### [PROVIDED PASSAGE]
Imre Kőszegi, quoted in frankzappa.blog.hu, December 15, 2012

We had used to play in Merlin Theatre's jazz club those days, and the organizer told us one day "Guess what, Demszky invited Frank Zappa to Budapest, he's already arrived and will come down this evening". He was already told about us, about our group, as it was made up then by Szakcsi on keyboards, Egri on bass, Babos on guitar and me on drums. The organizer guy asked us, what about choosing us to play with him...?

So he came down, [...] and then we played music for a while. "You are the ones", he said, "so we're gonna play tomorrow". [...] Someone came up with the idea of having a short rehearsal the other day. "Right", he said, "it's not that important, but anyway, let's do it". [...]

We went out to the Tabán, at about 11 a.m., the stage was just being built, there was no audience yet only some people walking up and down in the park; well, we said, let's give it a try then. It was just a kind of jam-session of course; playing his music was out of question as we would've needed much more than 10-15 minutes in that case [...]. We had a chat, we played several rythmic and harmonic schemes—it was damned good, just playing around.

That was all very well, but! Useless to say, in the evening concert we didn't play a hint of what we had rehearsed in the morning... [...] So we went up to stage, I was sitting quite far from him, on a kind of a small platform, down there was Szakcsi sitting, then Egri, and right in front there was Frank with Babos behind him. There he was, with his cigarettes put among the guitar strings all the time. [...] We kept an eye on him, on his gestures—he wanted to show that the music should flow freely, like a permanent humming noise. By this he wanted to imitate the withdrawal of the soviet military troops from Hungary. It was a march-like tempo. We couldn't talk to each other, he was quite far away, but during the decades of the professional career one gets used to be able to accompany somone only by seeing his hair moving. I can even follow a singer if I can't hear him just see him taking breath. So I kept watching his foot clapping the rythm, I followed the tempo, we started to play...

### [RECORDS FOR PROCESSING]
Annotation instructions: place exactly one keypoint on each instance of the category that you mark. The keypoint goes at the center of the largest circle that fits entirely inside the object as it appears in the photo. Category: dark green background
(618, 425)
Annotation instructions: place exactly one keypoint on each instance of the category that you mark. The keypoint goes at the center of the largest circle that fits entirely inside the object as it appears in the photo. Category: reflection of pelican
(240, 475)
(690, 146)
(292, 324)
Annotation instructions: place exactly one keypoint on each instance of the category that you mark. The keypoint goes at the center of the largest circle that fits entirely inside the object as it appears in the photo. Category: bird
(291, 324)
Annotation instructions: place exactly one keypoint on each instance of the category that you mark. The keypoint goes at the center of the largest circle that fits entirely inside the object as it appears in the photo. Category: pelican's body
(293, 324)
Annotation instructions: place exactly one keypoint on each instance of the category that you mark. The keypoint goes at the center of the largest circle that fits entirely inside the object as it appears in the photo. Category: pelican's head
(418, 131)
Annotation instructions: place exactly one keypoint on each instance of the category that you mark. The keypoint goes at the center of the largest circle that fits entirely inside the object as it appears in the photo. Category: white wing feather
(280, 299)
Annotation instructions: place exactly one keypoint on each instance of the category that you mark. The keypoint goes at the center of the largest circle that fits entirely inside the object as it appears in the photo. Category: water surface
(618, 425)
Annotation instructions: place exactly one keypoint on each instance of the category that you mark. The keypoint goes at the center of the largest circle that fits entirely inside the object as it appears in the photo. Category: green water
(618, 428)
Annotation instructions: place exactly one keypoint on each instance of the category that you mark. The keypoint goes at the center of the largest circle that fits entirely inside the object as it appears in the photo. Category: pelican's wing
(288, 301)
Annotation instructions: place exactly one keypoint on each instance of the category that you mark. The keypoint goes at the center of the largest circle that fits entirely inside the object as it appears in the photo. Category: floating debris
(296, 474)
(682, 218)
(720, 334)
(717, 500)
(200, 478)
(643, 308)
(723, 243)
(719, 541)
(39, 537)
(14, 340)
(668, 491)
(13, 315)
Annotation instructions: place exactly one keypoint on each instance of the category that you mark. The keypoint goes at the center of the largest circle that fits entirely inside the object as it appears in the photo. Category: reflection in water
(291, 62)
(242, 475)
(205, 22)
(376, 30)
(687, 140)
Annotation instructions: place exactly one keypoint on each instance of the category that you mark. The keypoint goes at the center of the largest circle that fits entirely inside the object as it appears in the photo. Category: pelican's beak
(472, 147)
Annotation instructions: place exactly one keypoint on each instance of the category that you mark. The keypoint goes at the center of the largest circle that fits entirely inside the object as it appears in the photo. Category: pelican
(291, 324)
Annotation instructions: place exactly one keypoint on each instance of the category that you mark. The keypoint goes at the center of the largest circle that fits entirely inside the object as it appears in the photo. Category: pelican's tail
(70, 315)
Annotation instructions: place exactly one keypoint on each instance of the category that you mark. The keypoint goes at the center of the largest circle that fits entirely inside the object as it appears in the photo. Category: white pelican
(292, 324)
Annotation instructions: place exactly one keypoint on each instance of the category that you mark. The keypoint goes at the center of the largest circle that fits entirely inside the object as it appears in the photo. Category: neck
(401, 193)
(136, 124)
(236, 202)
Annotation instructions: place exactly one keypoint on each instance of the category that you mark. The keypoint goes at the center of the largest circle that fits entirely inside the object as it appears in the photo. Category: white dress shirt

### [TASKS FOR THIS EXERCISE]
1. Reproduce the entries starting with the line that contains "Category: pelican's tail" and going on through the last line of the entries, both ends included.
2. Carry on the recollection of playing with Frank Zappa in Budapest from the point where it stops.
The Zappa concert recollection and the entries have nothing to do with each other.

### [ANSWERS FOR THE EXERCISE]
1.
Annotation instructions: place exactly one keypoint on each instance of the category that you mark. The keypoint goes at the center of the largest circle that fits entirely inside the object as it appears in the photo. Category: pelican's tail
(70, 315)
Annotation instructions: place exactly one keypoint on each instance of the category that you mark. The keypoint goes at the center of the largest circle that fits entirely inside the object as it appears in the photo. Category: white pelican
(292, 324)
Annotation instructions: place exactly one keypoint on each instance of the category that you mark. The keypoint goes at the center of the largest circle that fits entirely inside the object as it appears in the photo. Category: neck
(401, 193)
(136, 124)
(236, 202)
Annotation instructions: place exactly one keypoint on each instance of the category that you mark. The keypoint goes at the center of the largest circle that fits entirely inside the object as it appears in the photo. Category: white dress shirt

2.
He conducted like a mime does—and then a wonderful thing happened. I still cannot understand this even today—this is quite a particular thing, but you'll see what I mean. We played in 4/4, you know this kind of rhythm. We changed it here and there, to a more rock-like style—then suddenly he showed us the palm of his hand wide open, with the five straight fingers. Well, one could've thought that he wanted to catch a fly, or say farewell...

He meant a 5/4 rythm. 5/4! Just by showing this, we changed to 5/4. I started it, this was my task as a drummer. And it worked perfectly. It went on like knife cutting the butter. Even today I can't recall for how long it lasted—30 minutes, or an hour? I swear I could never tell how much we played, for me it was like a whole life, or one hundred years.

It was just marvellous.

Istvan Fekete

Taban Szinpada
6/30/91

Budapest
--------
'Taban' was the location of the concert. It is a part of Budapest where the houses were demolished at the beginning of the 20th century. Now it is an empty hillside which is sometimes used for open-air concerts. Szinpad = stage. 'Taban szinpada' would be 'stage of the Taban'. Neil Slaven in his book gives the location wrongly as 'at the Tabanban'. 'Tabanban' means 'at the Taban'.

The band consisted of FZ and 4 hungarian (gypsy) jazz musicians who were invited to support FZ. So this was a different setup to Prague.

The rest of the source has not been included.